▸ **Task list**:
[1] In the Nim import discussion, what does the writer say they will wait for before making the proposed PR?
[2] Summarize the Nim import discussion in two sentences.
[3] Continue the Nim import discussion from the point where it stops.

▸ **Document excerpt**:
If you wish to get into the habit of it, you can also:
from x import nil
Then, in your code, reference x.thing1 and x.thing2.
Or, if the module name is really long or involves directory separation:
from reallylongname/subdir/awesomelib as x import nil
To make such behavior even more possible, I'm thinking of writing a PR to support Nim importing associated methods when an object is explicitly pulled. That would allow:
from x import ThingObject
to import not just ThingObject but also any methods/procs that have ThingObject as the first parameter.
But, I'm still learning Nim and I'll definitely wait until 1.0 is out before making such a PR. I have the impression they have enough stuff on the plate right now.
I'm a big fan of explicitness. (And, I like old-school paper printouts to do debugging and study.)
Firstly, that you "know" where stuff comes from in dynamically typed Python is a pure myth. In obj.methodCall you don't know obj's type, so you don't "know" where methodCall comes from at all. It's far worse than in Nim.
True, but t's about transparency, not language guarantees. I'm interested in helping non-experts to read my source-code on the web, as Nim is not a well-known language. I agree with @JohnAD, and I think his method-import idea would help.
I recognize a trade-off in programmer productivity; explicitness can be painful for coders while helpful to readers. That's a better argument.
As for the lack of language guarantees, Ruby encourages metaprogramming, while Python merely allows it. I don't find many Python repos that are so tricky.

▸ **Data to examine**:
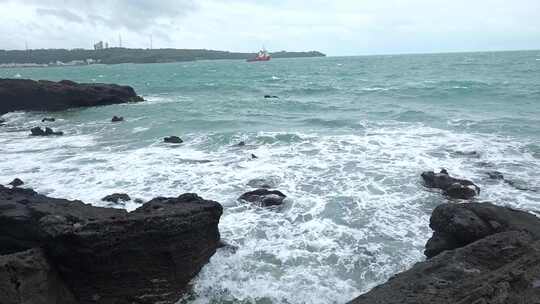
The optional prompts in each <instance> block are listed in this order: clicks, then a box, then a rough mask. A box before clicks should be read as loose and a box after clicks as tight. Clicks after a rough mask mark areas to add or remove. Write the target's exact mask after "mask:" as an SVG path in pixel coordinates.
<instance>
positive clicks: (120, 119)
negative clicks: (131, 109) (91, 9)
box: [111, 115, 124, 122]
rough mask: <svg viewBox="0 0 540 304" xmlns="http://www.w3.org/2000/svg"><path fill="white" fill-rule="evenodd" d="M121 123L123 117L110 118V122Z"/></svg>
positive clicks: (120, 116) (117, 116)
mask: <svg viewBox="0 0 540 304" xmlns="http://www.w3.org/2000/svg"><path fill="white" fill-rule="evenodd" d="M121 121H124V117H122V116H116V115H115V116H113V118H111V122H121Z"/></svg>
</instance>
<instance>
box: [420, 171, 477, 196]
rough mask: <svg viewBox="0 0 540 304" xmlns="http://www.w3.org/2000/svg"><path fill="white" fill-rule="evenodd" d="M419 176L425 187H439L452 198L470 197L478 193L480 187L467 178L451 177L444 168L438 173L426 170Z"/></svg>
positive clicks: (446, 194)
mask: <svg viewBox="0 0 540 304" xmlns="http://www.w3.org/2000/svg"><path fill="white" fill-rule="evenodd" d="M421 176H422V179H423V180H424V185H425V186H426V187H428V188H438V189H441V190H443V192H444V194H446V195H448V196H449V197H452V198H457V199H470V198H473V197H474V196H476V195H478V194H480V187H478V186H477V185H475V184H474V183H473V182H471V181H469V180H466V179H459V178H454V177H451V176H450V175H449V174H448V171H447V170H446V169H442V170H441V172H439V173H435V172H433V171H426V172H423V173H422V175H421Z"/></svg>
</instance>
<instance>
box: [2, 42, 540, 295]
mask: <svg viewBox="0 0 540 304" xmlns="http://www.w3.org/2000/svg"><path fill="white" fill-rule="evenodd" d="M0 77H2V78H4V77H9V78H13V77H22V78H32V79H48V80H61V79H71V80H75V81H81V82H113V83H120V84H127V85H131V86H133V87H134V88H135V89H136V91H137V92H138V93H139V94H140V95H142V96H143V97H144V98H145V99H146V100H147V101H146V102H143V103H137V104H123V105H112V106H106V107H96V108H87V109H73V110H69V111H65V112H59V113H23V112H17V113H9V114H6V115H4V116H3V117H2V118H3V119H6V120H7V121H8V124H7V126H4V127H0V156H1V161H0V172H1V174H0V177H1V179H2V180H1V181H0V182H2V183H7V182H9V181H10V180H11V179H13V178H14V177H20V178H21V179H23V180H24V181H25V182H26V183H27V184H28V185H29V186H31V187H33V188H35V189H36V190H37V191H39V192H42V193H44V194H48V195H50V196H56V197H67V198H73V199H81V200H83V201H85V202H89V203H93V204H95V205H100V206H102V205H105V203H104V202H101V201H100V198H101V197H103V196H105V195H107V194H110V193H113V192H126V193H128V194H130V195H131V196H132V197H134V198H142V199H150V198H152V197H155V196H173V195H174V196H177V195H179V194H181V193H184V192H196V193H199V194H200V195H201V196H203V197H204V198H207V199H213V200H216V201H219V202H220V203H222V204H223V205H224V206H225V213H224V215H223V217H222V220H221V223H220V230H221V234H222V238H223V239H224V240H226V241H227V242H228V243H230V244H233V245H236V246H238V248H239V249H238V251H237V252H236V253H235V254H232V253H231V252H229V251H227V250H220V251H218V253H217V254H216V255H215V256H214V257H213V258H212V260H211V262H210V263H209V264H208V265H206V266H205V267H204V268H203V270H202V272H201V273H200V275H199V276H198V278H197V279H195V280H194V281H193V293H192V294H191V295H190V296H188V297H186V298H185V299H184V300H183V301H182V302H183V303H208V302H211V303H345V302H346V301H348V300H350V299H352V298H353V297H355V296H357V295H358V294H360V293H362V292H365V291H367V290H369V288H371V287H373V286H374V285H376V284H378V283H381V282H384V281H385V280H386V279H388V278H389V277H390V276H391V275H392V274H394V273H396V272H399V271H402V270H404V269H406V268H408V267H410V266H411V265H412V264H413V263H415V262H417V261H419V260H421V259H423V255H422V250H423V246H424V244H425V241H426V240H427V239H428V238H429V236H430V235H431V231H430V229H429V227H428V222H429V215H430V213H431V211H432V210H433V208H434V207H435V206H437V205H438V204H441V203H443V202H445V201H446V199H445V198H444V197H443V196H442V195H441V194H440V193H438V192H434V191H426V190H425V189H424V188H423V187H422V186H421V183H420V180H419V174H420V173H421V172H422V171H423V170H432V169H438V168H441V167H445V168H447V169H448V170H449V172H450V173H451V174H452V175H457V176H460V177H465V178H469V179H472V180H473V181H474V182H476V183H477V184H478V185H479V186H480V187H481V188H482V192H481V195H480V197H479V198H478V200H480V201H484V200H489V201H492V202H494V203H496V204H500V205H509V206H513V207H516V208H523V209H527V210H531V211H533V212H539V213H540V192H539V191H540V175H539V174H538V172H540V51H527V52H497V53H460V54H434V55H399V56H366V57H342V58H340V57H330V58H305V59H280V60H272V61H270V62H266V63H255V64H248V63H246V62H244V61H202V62H188V63H170V64H149V65H146V64H145V65H136V64H125V65H112V66H104V65H93V66H84V67H60V68H35V69H34V68H24V69H0ZM266 94H270V95H277V96H279V98H278V99H265V98H263V96H264V95H266ZM113 115H121V116H124V117H125V119H126V121H125V122H123V123H118V124H112V123H111V122H110V118H111V117H112V116H113ZM44 116H54V117H56V118H57V122H54V123H48V124H47V125H48V126H51V127H53V128H54V129H58V130H61V131H64V132H65V133H66V135H65V136H63V137H55V138H31V137H29V136H28V133H29V132H28V130H29V129H30V128H31V127H33V126H36V125H42V126H44V125H45V124H43V123H41V118H43V117H44ZM168 135H178V136H180V137H182V138H183V139H184V141H185V142H184V143H183V144H181V145H167V144H164V143H163V142H162V138H163V137H164V136H168ZM240 141H245V142H246V146H245V147H234V145H235V144H236V143H238V142H240ZM473 151H476V153H474V154H473V153H471V152H473ZM251 153H253V154H255V155H257V156H258V158H257V159H251V157H250V155H251ZM490 170H497V171H500V172H502V173H503V174H504V175H505V177H506V178H507V179H509V180H512V181H513V182H514V184H516V185H519V188H527V189H529V190H527V191H526V190H519V189H517V188H516V187H513V186H511V185H509V184H507V183H504V182H502V181H494V180H490V179H489V178H488V177H487V174H486V171H490ZM256 178H263V179H266V180H267V181H269V182H271V183H273V184H274V185H275V187H276V188H277V189H279V190H281V191H282V192H284V193H285V194H287V195H288V199H287V201H286V204H285V206H284V207H283V208H281V209H278V210H267V209H260V208H257V207H253V206H250V205H247V204H245V203H241V202H238V201H237V200H236V198H237V197H238V196H239V195H240V194H242V193H243V192H245V191H248V190H251V188H250V187H249V186H248V185H247V184H248V182H249V181H250V180H252V179H256ZM137 206H138V205H137V204H136V203H134V202H129V203H128V204H127V205H126V206H124V207H125V208H127V209H130V210H131V209H133V208H136V207H137ZM119 258H121V257H119Z"/></svg>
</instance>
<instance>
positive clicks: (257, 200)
mask: <svg viewBox="0 0 540 304" xmlns="http://www.w3.org/2000/svg"><path fill="white" fill-rule="evenodd" d="M286 197H287V196H286V195H285V194H283V193H281V192H280V191H277V190H268V189H257V190H254V191H250V192H246V193H244V194H242V195H241V196H240V197H239V198H238V199H240V200H244V201H247V202H250V203H255V204H257V205H259V206H261V207H268V206H277V205H281V204H283V200H284V199H285V198H286Z"/></svg>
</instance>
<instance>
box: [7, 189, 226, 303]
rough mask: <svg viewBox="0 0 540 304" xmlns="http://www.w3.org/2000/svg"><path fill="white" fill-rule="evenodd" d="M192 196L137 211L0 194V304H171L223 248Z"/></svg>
mask: <svg viewBox="0 0 540 304" xmlns="http://www.w3.org/2000/svg"><path fill="white" fill-rule="evenodd" d="M222 210H223V209H222V206H221V205H220V204H219V203H217V202H214V201H209V200H204V199H202V198H201V197H199V196H197V195H196V194H190V193H187V194H183V195H180V196H179V197H169V198H165V197H158V198H155V199H153V200H151V201H149V202H147V203H145V204H144V205H142V206H141V207H139V208H138V209H136V210H135V211H132V212H129V213H128V212H126V211H125V210H123V209H113V208H102V207H94V206H91V205H88V204H84V203H83V202H81V201H68V200H64V199H55V198H50V197H47V196H44V195H40V194H38V193H36V192H34V191H33V190H31V189H22V188H17V187H13V188H7V187H4V186H0V273H1V274H2V275H0V291H1V292H0V303H3V304H11V303H66V304H67V303H73V304H74V303H174V302H175V301H176V300H178V299H179V298H180V296H181V295H182V294H183V293H184V292H185V291H186V289H187V287H188V283H189V282H190V280H191V279H192V278H193V277H194V276H195V275H196V274H197V273H198V272H199V270H200V269H201V268H202V266H203V265H204V264H206V263H207V262H208V260H209V259H210V257H211V256H212V255H213V254H214V253H215V251H216V249H217V248H218V247H220V246H221V242H220V235H219V231H218V227H217V226H218V222H219V218H220V216H221V214H222Z"/></svg>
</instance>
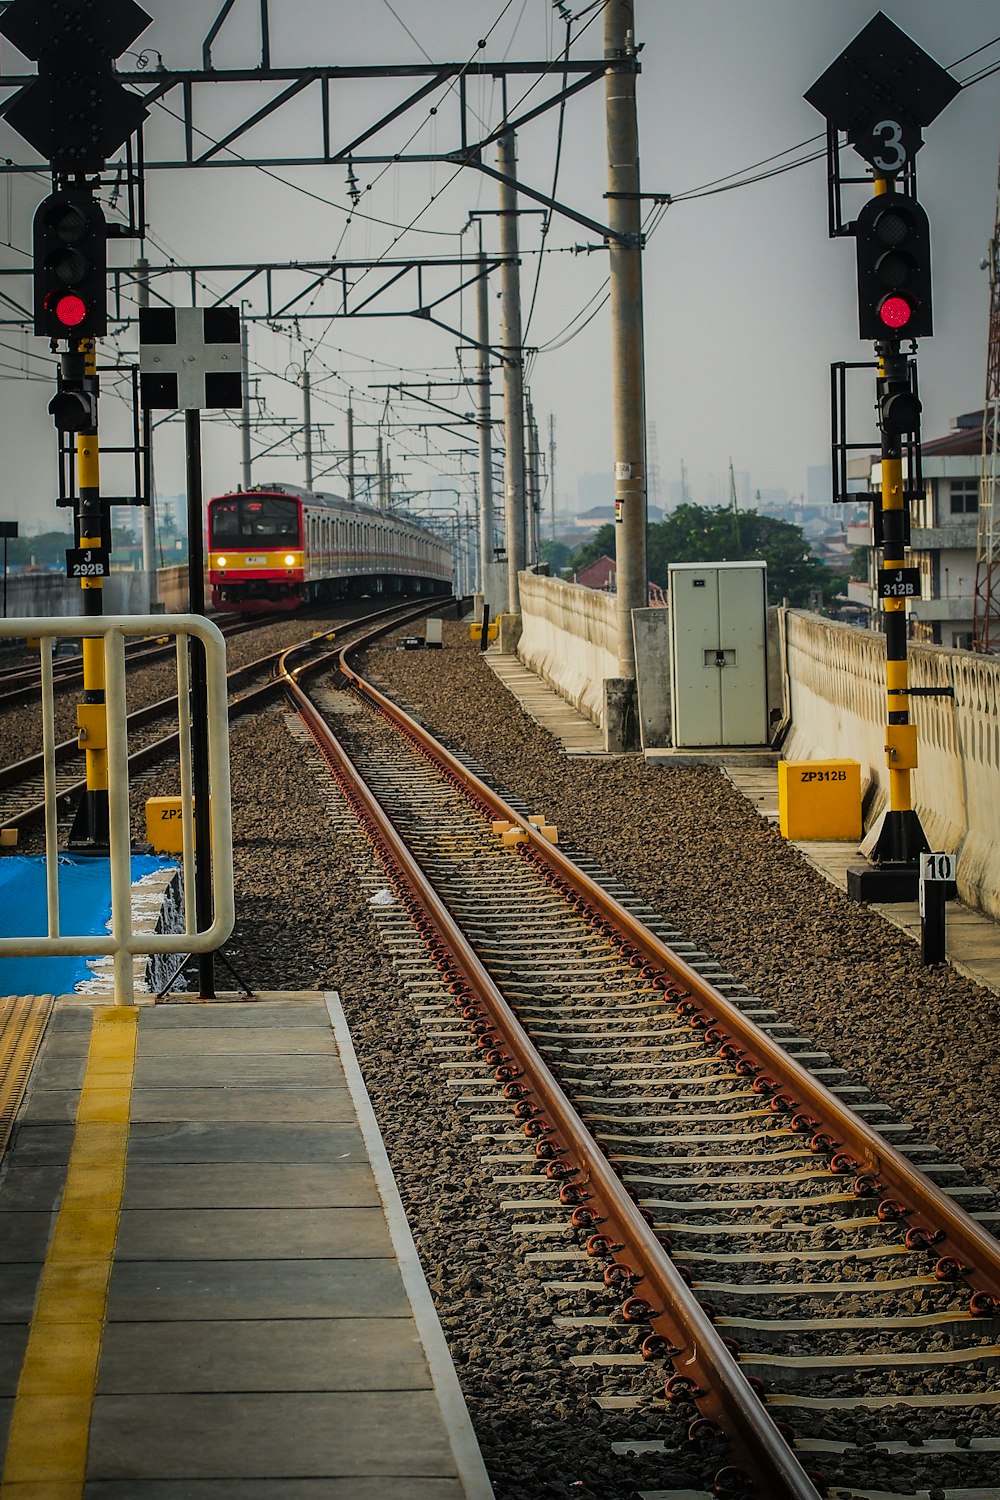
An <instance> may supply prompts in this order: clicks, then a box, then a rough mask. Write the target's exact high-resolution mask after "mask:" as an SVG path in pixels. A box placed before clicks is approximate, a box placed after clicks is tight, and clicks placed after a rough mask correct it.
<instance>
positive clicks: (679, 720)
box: [667, 562, 768, 745]
mask: <svg viewBox="0 0 1000 1500" xmlns="http://www.w3.org/2000/svg"><path fill="white" fill-rule="evenodd" d="M667 582H669V607H670V696H672V700H673V703H672V717H673V744H675V745H763V744H766V742H768V639H766V631H768V567H766V562H672V564H670V567H669V580H667Z"/></svg>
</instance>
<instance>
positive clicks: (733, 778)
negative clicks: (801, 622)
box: [484, 648, 1000, 995]
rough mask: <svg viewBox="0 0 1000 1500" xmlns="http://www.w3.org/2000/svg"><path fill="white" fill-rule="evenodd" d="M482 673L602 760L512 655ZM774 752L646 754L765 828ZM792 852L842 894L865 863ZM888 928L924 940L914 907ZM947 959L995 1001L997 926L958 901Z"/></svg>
mask: <svg viewBox="0 0 1000 1500" xmlns="http://www.w3.org/2000/svg"><path fill="white" fill-rule="evenodd" d="M484 660H486V663H487V666H490V667H492V669H493V672H495V673H496V676H498V678H499V679H501V682H504V684H505V685H507V687H508V688H510V691H511V693H513V694H514V696H516V697H517V699H519V702H520V705H522V708H523V709H525V711H526V712H528V714H531V717H532V718H534V720H535V721H537V723H538V724H541V727H543V729H547V730H549V733H552V735H553V736H555V738H556V739H558V741H559V742H561V744H562V747H564V750H565V751H567V754H580V753H586V754H600V748H598V742H597V741H598V739H600V742H601V745H603V736H601V730H600V729H598V727H597V726H595V724H592V723H591V720H589V718H586V717H585V715H583V714H580V712H579V711H577V709H576V708H573V705H571V703H567V700H565V699H564V697H561V696H559V694H558V693H556V691H555V688H552V687H549V684H547V682H544V681H543V679H541V678H540V676H537V675H535V673H534V672H531V670H529V669H528V667H526V666H525V664H523V661H520V660H519V658H517V657H516V655H508V654H501V652H499V651H496V648H490V649H489V651H486V652H484ZM778 759H780V756H778V753H777V751H774V750H739V748H735V750H705V751H699V750H679V751H673V750H649V751H648V753H646V760H648V763H651V765H658V766H670V765H712V766H715V768H717V769H718V771H720V772H721V774H723V775H727V777H729V780H730V781H732V783H733V786H735V787H736V790H738V792H741V793H742V795H744V796H745V798H747V799H748V801H750V802H753V805H754V807H756V808H757V811H759V813H760V816H762V817H766V819H768V822H771V823H777V822H778ZM795 847H796V849H798V850H799V852H801V853H802V856H804V858H805V859H807V861H808V862H810V864H811V865H814V868H816V870H819V871H820V874H823V876H825V877H826V879H828V880H831V883H832V885H835V886H838V889H841V891H846V889H847V868H849V865H856V864H865V862H867V859H865V855H864V853H862V852H861V849H859V844H858V841H856V840H852V841H849V843H840V841H837V843H826V841H823V843H813V841H808V843H807V841H795ZM870 906H871V910H876V912H879V915H880V916H883V918H885V921H888V922H892V924H894V926H895V927H900V929H901V930H903V932H906V933H907V936H910V938H913V941H915V942H918V944H919V941H921V912H919V907H918V903H916V901H898V903H874V901H873V903H870ZM946 954H948V962H949V963H951V966H952V968H954V969H955V971H957V972H958V974H963V975H964V977H966V978H969V980H973V981H975V983H976V984H981V986H982V987H984V989H987V990H991V992H993V993H994V995H1000V926H999V924H997V922H994V921H993V919H991V918H990V916H987V915H984V913H982V912H976V910H973V909H972V907H969V906H964V904H963V903H961V901H949V904H948V927H946Z"/></svg>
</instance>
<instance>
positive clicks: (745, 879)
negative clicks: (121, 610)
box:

▸ **Answers to this exercise**:
[1] Until Nim 1.0 is out.

[2] The discussion shows that "from x import nil" makes code refer to names through the module, as in x.thing1. It also proposes a PR so that explicitly importing an object would bring in procs taking that object as the first parameter, and it argues that explicitness serves transparency for readers even at some cost to coder productivity.

[3]
Wildcard imports (from <module> import *) should be avoided, as they make it unclear which names are present in the namespace, confusing both readers and many automated tools. There is one defensible use case for a wildcard import, which is to republish an internal interface as part of a public API (for example, overwriting a pure Python implementation of an interface with the definitions from an optional accelerator module and exactly which definitions will be overwritten isn't known in advance).
Thanks, Guido.
Somewhat related to this, and perhaps I'm only thinking about it because I haven't yet used an editor with good integration (I'm on Sublime and it didn't work out of the box), perhaps it would be useful in the HTML documentation to list all the procs that apply to a type. For instance, if I have this code:
import strutils
type
Person* = tuple[name: string, age: int]
Food* = tuple[name: string]
proc greet*(person: Person) =
## Print a greeting for a person
echo "Hello to ", person.name
proc snub*(person: Person) =
## Snub a person. Do nothing.
echo ""
proc rename*(person: Person, new_name: string): Person =
## Return a new Person with a different
## name.
return (name: new_name, age: person.age)
proc eat*(food: Food) =
## Consume some food
echo "That was yummy ", food.name
proc lookAt*[Thing](thing: Thing) =
## Look at something
echo "You look at ", thing.name
Then the HTML documentation for that would look something like (where clicking the proc would take you to the full definition):
Types
-----------------
Person = tuple[name: string, age: int]
- proc greet(person: Person)
- proc snub(person: Person)
- proc rename(person: Person; new_name: string): Person
- proc lookAt[Thing](thing: Thing)
Food = tuple[name: string]
- proc eat(food: Food)
- proc lookAt[Thing](thing: Thing)
Procs
-----------------
...
Mockup: https://gist.github.com/iffy/f45d78e8aaee68d9540c5861a833ecd8#file-option1-png
Or perhaps format it UCFS-style and include the first line of the documentation comment, like this:
Types
-----------------
Person = tuple[name: string, age: int]
- .greet() - Print a greeting for a person
- .snub() - Snub a person. Do nothing.
- .rename(new_name: string): Person - Return a new Person with a different name.
- .lookAt() - Look at something
Food = tuple[name: string]
- .eat() - Consume some food
- .lookAt() - Look at something
Procs
-----------------
...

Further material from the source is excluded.